WHAT IS REQUIRED -
Copy the lines of the listing below exactly, starting at the line with "Q: Point to the tall" and ending with the line with "x=205, y=250", both included.

Labels for object points -

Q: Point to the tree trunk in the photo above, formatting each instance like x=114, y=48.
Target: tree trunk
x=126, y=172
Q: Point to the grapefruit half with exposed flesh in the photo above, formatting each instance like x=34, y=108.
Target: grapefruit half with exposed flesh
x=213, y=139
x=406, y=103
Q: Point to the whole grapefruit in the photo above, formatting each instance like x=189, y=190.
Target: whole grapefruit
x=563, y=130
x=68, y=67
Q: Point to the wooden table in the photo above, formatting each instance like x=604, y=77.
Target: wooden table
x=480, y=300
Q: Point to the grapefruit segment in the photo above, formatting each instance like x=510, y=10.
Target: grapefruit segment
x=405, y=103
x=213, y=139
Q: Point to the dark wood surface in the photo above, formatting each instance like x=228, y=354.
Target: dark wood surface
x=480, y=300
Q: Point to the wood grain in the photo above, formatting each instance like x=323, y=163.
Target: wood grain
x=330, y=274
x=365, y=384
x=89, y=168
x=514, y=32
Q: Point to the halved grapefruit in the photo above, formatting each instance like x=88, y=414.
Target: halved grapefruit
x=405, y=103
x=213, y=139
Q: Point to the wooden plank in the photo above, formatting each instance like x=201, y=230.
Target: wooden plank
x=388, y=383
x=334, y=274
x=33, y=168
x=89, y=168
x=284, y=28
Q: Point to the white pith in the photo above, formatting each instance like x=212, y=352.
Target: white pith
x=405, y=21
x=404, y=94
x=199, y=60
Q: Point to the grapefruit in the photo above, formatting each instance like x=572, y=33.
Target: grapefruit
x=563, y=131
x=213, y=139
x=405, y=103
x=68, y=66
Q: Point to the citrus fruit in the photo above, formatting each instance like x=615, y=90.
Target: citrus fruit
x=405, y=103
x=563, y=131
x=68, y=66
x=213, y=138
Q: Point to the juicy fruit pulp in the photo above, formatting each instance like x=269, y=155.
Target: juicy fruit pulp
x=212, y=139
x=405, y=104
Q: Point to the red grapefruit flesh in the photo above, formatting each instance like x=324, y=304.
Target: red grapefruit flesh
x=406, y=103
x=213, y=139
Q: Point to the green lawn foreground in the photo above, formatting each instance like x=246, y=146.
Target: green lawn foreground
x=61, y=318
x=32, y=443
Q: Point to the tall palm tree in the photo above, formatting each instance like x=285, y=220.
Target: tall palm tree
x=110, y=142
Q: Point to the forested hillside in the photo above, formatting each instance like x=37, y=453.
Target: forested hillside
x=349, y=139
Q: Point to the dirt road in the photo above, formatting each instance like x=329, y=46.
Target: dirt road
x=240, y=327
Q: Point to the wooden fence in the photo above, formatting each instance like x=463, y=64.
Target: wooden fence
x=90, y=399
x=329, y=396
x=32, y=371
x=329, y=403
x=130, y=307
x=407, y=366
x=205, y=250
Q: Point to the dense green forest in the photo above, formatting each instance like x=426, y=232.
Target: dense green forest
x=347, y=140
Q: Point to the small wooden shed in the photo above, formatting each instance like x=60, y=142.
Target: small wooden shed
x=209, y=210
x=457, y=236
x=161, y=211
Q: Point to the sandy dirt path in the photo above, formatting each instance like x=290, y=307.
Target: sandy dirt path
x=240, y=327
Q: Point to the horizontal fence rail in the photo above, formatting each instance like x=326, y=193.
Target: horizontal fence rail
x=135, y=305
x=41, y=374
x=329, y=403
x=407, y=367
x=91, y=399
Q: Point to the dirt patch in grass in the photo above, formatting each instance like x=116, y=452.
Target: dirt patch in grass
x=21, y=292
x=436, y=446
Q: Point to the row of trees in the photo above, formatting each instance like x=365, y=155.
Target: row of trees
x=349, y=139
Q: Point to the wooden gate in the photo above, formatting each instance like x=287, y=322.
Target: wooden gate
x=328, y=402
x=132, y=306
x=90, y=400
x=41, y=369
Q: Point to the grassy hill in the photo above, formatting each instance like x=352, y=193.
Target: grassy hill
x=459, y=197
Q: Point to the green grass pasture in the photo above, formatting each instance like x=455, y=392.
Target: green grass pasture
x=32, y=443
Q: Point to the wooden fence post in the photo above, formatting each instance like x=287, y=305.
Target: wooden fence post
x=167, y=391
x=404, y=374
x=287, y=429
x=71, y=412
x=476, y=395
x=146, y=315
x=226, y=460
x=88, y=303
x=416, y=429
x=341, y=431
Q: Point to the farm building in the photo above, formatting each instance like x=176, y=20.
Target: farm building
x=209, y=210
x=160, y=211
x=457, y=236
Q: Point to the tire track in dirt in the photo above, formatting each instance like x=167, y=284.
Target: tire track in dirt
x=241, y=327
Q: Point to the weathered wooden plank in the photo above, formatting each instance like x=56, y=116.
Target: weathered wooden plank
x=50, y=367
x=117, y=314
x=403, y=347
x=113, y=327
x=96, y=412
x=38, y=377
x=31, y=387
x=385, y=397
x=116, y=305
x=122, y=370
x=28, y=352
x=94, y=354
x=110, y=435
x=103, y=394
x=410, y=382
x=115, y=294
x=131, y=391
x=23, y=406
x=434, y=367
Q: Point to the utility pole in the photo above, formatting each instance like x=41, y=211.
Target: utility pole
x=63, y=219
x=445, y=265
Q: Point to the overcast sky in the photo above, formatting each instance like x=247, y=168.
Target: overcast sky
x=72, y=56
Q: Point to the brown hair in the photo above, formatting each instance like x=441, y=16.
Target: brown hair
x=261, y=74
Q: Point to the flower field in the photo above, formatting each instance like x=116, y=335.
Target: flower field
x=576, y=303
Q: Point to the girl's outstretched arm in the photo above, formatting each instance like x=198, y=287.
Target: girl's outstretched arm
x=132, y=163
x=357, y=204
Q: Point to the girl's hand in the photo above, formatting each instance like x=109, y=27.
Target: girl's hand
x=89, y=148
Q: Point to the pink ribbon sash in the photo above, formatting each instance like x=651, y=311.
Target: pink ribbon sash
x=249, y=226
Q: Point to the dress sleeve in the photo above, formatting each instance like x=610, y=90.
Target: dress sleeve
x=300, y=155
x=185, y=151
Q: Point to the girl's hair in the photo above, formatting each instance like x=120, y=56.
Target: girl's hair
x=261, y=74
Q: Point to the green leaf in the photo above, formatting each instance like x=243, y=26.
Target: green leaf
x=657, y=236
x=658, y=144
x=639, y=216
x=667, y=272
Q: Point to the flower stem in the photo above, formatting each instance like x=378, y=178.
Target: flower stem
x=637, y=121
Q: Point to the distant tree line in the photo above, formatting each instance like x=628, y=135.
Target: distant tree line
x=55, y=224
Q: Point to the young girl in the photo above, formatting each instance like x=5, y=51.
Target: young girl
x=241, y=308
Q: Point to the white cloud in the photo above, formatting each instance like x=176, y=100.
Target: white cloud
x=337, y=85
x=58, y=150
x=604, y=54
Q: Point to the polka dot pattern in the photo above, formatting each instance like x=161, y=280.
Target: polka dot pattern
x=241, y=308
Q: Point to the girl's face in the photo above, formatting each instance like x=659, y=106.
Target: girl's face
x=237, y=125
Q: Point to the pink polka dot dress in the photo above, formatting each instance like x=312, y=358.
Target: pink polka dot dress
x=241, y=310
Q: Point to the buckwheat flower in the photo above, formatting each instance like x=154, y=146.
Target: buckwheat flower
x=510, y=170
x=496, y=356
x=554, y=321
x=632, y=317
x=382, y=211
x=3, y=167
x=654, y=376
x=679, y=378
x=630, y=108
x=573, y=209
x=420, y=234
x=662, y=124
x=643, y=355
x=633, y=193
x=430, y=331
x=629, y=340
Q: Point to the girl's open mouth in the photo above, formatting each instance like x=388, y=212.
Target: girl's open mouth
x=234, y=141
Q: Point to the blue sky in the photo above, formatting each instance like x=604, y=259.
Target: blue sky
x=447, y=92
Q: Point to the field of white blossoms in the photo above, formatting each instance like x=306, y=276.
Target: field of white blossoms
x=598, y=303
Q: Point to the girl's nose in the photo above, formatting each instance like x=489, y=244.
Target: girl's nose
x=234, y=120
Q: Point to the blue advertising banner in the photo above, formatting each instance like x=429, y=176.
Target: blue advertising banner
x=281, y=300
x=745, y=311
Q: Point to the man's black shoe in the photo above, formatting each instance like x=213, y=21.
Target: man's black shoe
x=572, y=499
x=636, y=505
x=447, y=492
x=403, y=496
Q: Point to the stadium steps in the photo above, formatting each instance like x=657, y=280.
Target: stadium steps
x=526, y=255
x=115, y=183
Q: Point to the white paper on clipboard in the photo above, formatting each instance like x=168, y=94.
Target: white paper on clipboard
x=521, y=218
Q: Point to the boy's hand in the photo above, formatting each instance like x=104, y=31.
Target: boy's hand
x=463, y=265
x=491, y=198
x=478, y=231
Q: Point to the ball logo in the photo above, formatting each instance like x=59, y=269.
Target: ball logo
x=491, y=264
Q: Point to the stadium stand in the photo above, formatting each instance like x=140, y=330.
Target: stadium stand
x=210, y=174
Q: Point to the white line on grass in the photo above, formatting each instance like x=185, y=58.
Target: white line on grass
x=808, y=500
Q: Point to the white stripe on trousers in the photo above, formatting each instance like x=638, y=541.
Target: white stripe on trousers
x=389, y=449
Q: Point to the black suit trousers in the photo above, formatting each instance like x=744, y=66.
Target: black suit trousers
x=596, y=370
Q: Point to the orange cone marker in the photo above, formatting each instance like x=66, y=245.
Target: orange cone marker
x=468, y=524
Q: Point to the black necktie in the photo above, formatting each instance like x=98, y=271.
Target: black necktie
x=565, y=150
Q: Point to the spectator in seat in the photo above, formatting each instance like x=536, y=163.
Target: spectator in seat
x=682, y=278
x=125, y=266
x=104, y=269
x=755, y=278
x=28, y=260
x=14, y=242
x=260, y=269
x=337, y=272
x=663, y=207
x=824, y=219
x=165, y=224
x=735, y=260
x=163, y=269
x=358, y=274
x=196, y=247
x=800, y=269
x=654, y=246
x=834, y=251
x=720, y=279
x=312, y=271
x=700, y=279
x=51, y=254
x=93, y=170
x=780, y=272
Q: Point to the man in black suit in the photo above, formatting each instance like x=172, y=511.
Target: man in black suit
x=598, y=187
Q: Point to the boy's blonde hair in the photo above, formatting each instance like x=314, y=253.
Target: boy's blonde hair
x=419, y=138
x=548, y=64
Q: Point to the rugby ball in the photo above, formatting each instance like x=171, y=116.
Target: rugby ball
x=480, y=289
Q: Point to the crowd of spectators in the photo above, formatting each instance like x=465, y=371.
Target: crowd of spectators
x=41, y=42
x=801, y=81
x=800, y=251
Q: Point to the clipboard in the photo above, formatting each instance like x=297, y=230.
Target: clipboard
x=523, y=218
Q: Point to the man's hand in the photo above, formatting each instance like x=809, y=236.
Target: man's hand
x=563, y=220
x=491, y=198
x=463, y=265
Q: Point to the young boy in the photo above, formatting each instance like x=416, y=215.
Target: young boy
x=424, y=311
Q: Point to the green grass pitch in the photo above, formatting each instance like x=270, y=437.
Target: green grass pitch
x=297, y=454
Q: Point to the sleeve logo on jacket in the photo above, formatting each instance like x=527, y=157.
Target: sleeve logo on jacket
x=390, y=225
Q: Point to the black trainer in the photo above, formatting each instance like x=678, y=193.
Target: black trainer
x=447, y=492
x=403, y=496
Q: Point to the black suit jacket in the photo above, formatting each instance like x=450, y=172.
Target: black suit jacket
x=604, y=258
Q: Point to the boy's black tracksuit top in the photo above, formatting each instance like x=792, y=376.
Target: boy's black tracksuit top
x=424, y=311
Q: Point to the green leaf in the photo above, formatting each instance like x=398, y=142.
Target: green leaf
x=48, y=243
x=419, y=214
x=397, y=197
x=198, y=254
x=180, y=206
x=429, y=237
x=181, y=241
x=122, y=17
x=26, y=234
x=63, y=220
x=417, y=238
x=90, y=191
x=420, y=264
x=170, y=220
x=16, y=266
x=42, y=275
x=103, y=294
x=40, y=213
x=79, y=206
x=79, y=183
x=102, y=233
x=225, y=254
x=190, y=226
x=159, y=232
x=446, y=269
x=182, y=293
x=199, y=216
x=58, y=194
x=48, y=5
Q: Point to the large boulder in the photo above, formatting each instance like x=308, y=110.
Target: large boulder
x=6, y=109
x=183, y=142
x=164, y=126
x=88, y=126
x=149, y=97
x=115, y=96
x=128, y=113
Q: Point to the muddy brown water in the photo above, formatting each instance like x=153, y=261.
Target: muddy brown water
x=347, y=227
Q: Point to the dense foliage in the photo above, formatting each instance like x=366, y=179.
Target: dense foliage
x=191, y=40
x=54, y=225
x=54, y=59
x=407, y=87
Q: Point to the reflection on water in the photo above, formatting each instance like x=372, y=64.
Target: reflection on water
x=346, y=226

RESPONSE TO THIS TASK -
Q: Point to the tall palm tree in the photo above, formatting each instance like x=285, y=220.
Target: tall palm tree
x=110, y=142
Q: Point to the forested hillside in the photo above, formatting each instance like x=37, y=453.
Target: forested hillside
x=349, y=139
Q: Point to the dirt road in the photo above, formatting each instance like x=329, y=46.
Target: dirt road
x=240, y=327
Q: Point to the wooden fence in the photo above, formatting each instance like x=463, y=64.
Target: wooden fence
x=90, y=399
x=329, y=396
x=32, y=371
x=329, y=403
x=130, y=307
x=407, y=366
x=205, y=250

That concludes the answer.